Known Issues and Workarounds in Cloudera Navigator 2 Data Management

The following sections describe the current known issues in Cloudera Navigator 2.

Discrepancies between data shown in Search and dashboard

Because Navigator uses Audit Server data for the "Database Creation" count, there might be discrepancies in what you see in the Solr dataset and Audit dataset. The Audit dataset captures real data continuously. Where as Solr is based on Hive extractions that run periodically. So, between two Hive extractions, if a table is created/dropped, it will not show up in Solr. But, it will show up in Audit records. So, there might be more drop tables reported in dashboard than tables created.

When changing S3 key to a different account, Navigator does not create a queue in the new account

Navigator does not support changing keys from one S3 account to another. If a new key is provided to Navigator in Cloudera Manager, the key must belong to the same S3 account as the previous key.

Navigator does not extract unnamed folders in S3

Navigator does not extract folders that have no name, but their contents are extracted. For example: if the top level folder in the bucket has no name (for example, /bucket//folder/file), it is extracted as /bucket/folder/file.

───

> _Stated task A_: Write out, word for word, everything in the Cloudera Navigator known-issues page from "Because Navigator uses" down to "the previous key.".

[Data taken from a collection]

───

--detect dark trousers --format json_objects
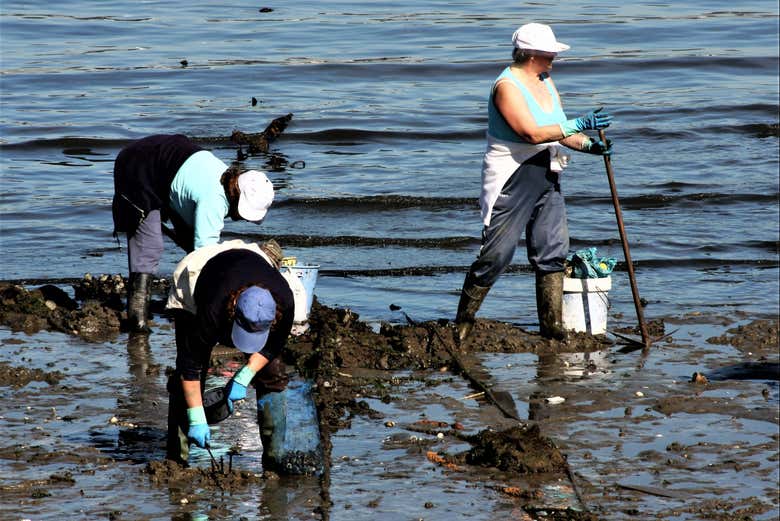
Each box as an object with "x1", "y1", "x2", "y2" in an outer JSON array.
[{"x1": 469, "y1": 150, "x2": 569, "y2": 287}]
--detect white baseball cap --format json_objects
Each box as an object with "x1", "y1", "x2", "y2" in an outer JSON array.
[
  {"x1": 238, "y1": 170, "x2": 274, "y2": 222},
  {"x1": 512, "y1": 23, "x2": 570, "y2": 53}
]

───

> _Stated task B_: Pull out everything in the listing from the line containing "--detect white baseball" down to the end of the listing, both ends included, and repeat it word for word.

> _Response A_:
Because Navigator uses Audit Server data for the "Database Creation" count, there might be discrepancies in what you see in the Solr dataset and Audit dataset. The Audit dataset captures real data continuously. Where as Solr is based on Hive extractions that run periodically. So, between two Hive extractions, if a table is created/dropped, it will not show up in Solr. But, it will show up in Audit records. So, there might be more drop tables reported in dashboard than tables created.

When changing S3 key to a different account, Navigator does not create a queue in the new account

Navigator does not support changing keys from one S3 account to another. If a new key is provided to Navigator in Cloudera Manager, the key must belong to the same S3 account as the previous key.

> _Response B_:
--detect white baseball cap --format json_objects
Each box as an object with "x1", "y1", "x2", "y2" in an outer JSON array.
[
  {"x1": 238, "y1": 170, "x2": 274, "y2": 222},
  {"x1": 512, "y1": 23, "x2": 570, "y2": 53}
]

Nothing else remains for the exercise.